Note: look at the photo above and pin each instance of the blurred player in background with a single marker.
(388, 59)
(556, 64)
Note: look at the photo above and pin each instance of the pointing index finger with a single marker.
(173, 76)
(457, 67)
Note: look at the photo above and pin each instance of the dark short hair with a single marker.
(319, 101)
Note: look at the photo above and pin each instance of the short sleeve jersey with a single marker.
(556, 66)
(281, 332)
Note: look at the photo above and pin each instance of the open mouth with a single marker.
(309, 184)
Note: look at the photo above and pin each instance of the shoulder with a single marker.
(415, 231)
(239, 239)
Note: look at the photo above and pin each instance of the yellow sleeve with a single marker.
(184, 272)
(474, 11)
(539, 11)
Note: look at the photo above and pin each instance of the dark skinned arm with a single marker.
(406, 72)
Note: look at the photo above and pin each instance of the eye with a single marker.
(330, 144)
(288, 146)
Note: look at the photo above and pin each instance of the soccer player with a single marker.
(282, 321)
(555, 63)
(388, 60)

══════════════════════════════

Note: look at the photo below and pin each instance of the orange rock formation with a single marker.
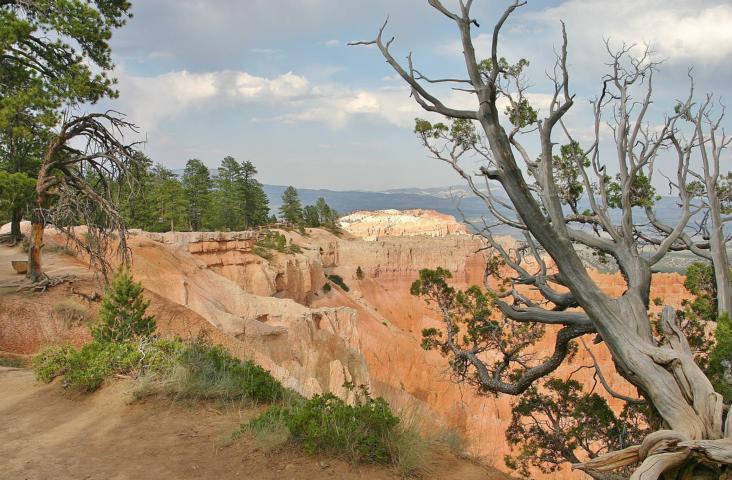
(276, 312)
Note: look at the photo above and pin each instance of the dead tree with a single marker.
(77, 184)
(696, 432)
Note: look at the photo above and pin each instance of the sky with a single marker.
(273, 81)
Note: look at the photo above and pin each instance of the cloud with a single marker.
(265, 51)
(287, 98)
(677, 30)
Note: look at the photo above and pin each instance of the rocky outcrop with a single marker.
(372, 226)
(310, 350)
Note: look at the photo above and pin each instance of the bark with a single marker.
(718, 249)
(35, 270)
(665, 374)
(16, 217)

══════════════════════════════

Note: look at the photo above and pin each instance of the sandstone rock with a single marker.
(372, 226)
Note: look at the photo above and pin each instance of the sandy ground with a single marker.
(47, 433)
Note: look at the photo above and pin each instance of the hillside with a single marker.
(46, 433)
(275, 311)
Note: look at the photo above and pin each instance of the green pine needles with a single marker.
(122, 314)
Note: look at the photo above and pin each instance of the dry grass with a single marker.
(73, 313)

══════════════════════════════

Pick out each row above that contains the word "player" and copy those rows in full.

Task output:
Note: look at the photo above and pin each instance of the blurred player in background with a single marker.
Note: look at the photo above and pin each instance of the soccer player with a single marker.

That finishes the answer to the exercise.